WORK INSTRUCTIONS: Show every line below that contains the string "post", treating uppercase and lowercase as different.

Items from a labeling collection:
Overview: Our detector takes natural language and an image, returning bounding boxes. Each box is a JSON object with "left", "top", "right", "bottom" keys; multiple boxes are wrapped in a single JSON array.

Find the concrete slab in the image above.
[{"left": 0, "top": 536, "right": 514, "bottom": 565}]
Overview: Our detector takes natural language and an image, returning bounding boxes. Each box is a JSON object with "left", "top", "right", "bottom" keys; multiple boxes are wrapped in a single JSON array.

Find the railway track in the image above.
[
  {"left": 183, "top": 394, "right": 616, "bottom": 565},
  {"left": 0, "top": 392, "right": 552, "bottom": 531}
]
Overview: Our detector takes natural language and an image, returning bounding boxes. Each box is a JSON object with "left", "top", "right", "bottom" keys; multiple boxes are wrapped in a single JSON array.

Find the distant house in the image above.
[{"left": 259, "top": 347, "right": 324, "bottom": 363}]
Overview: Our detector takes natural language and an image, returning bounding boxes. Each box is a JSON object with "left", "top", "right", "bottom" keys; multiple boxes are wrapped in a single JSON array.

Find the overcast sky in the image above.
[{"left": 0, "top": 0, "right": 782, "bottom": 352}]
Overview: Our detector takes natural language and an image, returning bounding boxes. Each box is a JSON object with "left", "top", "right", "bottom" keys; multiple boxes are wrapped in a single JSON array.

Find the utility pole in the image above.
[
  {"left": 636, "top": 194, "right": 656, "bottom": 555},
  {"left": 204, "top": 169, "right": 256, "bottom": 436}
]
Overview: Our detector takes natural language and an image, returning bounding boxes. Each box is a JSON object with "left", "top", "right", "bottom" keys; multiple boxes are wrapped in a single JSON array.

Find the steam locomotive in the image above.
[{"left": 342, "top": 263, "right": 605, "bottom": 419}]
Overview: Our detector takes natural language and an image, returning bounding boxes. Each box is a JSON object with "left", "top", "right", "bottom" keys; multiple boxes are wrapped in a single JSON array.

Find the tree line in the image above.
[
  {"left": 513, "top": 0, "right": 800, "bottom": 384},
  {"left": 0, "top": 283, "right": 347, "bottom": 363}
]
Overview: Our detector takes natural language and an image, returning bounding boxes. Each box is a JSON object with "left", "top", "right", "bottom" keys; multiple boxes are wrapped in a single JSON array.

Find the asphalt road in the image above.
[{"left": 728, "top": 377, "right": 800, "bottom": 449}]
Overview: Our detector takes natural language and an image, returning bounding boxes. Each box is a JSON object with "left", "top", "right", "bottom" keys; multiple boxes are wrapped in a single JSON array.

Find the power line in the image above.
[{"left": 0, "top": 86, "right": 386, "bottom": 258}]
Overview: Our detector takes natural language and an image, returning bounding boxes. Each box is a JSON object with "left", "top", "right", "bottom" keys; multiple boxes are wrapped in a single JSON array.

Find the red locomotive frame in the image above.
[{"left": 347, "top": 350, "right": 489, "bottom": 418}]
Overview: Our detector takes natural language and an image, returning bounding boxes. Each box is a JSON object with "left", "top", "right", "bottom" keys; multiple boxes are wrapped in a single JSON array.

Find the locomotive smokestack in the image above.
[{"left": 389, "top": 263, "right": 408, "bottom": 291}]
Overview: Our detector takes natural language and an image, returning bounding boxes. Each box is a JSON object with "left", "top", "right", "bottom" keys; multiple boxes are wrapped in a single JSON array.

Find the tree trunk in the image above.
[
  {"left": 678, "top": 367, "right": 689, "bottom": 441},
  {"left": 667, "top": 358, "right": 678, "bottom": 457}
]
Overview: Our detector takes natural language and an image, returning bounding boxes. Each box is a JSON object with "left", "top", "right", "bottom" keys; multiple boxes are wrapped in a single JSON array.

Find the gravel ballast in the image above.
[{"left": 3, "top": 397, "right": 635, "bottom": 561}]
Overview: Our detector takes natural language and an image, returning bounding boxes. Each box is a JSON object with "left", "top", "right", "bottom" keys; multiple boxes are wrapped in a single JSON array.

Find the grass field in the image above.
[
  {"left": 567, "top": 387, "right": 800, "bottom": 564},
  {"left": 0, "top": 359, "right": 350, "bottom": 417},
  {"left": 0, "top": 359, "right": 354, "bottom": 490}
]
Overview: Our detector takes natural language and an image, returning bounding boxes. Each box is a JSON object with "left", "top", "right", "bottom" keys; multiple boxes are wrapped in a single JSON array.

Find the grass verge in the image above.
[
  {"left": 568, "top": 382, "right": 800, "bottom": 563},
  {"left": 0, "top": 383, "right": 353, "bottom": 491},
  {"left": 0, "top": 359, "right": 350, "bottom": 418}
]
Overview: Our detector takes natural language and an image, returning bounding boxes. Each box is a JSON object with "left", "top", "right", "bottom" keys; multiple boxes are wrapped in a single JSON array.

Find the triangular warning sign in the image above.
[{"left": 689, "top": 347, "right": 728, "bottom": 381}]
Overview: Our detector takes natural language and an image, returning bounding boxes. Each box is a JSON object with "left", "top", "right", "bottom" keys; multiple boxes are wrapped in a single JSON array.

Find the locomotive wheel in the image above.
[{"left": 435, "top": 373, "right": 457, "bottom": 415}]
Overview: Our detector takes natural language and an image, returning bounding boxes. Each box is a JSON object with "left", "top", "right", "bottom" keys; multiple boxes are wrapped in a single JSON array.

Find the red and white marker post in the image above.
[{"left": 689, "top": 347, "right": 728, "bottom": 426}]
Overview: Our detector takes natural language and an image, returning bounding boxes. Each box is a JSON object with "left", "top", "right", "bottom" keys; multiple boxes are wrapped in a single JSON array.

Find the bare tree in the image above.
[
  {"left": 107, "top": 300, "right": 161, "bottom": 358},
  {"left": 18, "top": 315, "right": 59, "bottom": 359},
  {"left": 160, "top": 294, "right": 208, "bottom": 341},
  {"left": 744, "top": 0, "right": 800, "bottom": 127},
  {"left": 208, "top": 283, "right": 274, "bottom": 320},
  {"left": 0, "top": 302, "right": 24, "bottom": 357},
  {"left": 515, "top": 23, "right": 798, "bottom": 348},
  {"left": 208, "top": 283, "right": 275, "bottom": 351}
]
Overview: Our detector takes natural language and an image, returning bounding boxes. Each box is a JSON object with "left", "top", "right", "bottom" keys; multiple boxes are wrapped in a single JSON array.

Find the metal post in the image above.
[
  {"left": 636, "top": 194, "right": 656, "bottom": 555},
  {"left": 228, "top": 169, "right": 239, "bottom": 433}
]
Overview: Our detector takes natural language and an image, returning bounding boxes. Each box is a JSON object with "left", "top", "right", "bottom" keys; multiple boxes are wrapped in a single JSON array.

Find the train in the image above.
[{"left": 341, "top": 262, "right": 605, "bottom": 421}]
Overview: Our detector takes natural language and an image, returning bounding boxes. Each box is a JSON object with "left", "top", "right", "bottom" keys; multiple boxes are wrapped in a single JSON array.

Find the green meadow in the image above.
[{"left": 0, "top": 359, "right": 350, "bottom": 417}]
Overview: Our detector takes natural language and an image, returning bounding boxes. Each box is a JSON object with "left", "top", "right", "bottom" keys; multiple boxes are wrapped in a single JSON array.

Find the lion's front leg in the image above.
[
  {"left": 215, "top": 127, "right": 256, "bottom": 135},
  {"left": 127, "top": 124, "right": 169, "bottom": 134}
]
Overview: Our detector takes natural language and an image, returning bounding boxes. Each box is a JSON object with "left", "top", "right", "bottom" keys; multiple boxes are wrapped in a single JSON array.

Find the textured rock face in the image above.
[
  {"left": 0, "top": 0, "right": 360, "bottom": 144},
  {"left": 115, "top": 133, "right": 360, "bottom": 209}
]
---
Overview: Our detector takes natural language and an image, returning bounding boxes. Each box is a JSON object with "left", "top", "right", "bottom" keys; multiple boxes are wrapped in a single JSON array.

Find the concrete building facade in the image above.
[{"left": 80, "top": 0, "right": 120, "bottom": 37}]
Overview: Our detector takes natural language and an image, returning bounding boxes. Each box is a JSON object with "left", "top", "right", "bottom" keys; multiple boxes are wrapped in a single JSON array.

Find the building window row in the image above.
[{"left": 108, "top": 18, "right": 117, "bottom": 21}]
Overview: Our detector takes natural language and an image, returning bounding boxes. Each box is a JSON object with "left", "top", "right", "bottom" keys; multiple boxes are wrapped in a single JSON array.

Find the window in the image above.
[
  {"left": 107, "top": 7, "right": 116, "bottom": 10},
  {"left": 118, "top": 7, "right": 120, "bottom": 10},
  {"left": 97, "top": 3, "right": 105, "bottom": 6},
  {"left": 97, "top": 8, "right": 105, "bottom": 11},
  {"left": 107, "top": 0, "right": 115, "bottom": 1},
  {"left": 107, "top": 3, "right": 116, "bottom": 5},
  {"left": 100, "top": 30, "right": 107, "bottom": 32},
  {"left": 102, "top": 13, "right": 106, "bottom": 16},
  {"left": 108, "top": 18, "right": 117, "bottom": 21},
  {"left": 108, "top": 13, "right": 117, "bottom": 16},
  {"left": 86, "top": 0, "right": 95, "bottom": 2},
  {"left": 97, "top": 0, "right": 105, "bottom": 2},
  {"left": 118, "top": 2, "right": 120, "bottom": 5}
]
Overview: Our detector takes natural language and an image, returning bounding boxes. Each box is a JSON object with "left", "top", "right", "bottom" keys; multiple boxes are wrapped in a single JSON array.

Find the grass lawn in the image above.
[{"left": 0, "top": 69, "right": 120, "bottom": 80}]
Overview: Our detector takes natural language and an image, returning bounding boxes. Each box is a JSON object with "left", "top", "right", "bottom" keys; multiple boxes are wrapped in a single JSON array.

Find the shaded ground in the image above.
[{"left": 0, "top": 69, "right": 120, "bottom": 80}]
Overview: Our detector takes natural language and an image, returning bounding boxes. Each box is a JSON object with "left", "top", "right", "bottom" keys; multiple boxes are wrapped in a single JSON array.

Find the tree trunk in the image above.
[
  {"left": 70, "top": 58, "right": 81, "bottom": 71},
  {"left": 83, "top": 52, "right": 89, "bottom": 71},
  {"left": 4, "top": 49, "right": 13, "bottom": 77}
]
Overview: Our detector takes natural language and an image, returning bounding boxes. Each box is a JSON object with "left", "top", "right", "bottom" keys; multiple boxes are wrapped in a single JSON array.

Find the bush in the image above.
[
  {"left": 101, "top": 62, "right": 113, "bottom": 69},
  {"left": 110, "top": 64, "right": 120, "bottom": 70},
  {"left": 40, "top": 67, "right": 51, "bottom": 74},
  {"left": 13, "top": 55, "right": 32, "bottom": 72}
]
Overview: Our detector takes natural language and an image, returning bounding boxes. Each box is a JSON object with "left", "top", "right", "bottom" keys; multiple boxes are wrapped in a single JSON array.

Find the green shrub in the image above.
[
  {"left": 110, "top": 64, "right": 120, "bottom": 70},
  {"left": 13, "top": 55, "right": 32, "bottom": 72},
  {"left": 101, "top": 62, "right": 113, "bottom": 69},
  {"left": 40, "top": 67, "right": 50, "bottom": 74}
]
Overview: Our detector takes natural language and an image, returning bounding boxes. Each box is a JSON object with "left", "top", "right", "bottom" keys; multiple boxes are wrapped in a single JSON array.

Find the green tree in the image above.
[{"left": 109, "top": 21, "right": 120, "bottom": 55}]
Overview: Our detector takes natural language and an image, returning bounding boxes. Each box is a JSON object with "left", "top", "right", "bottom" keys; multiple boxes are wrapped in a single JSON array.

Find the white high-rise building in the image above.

EXPECTED OUTPUT:
Find the red and white marker post in the image above.
Find the metal post in the image above.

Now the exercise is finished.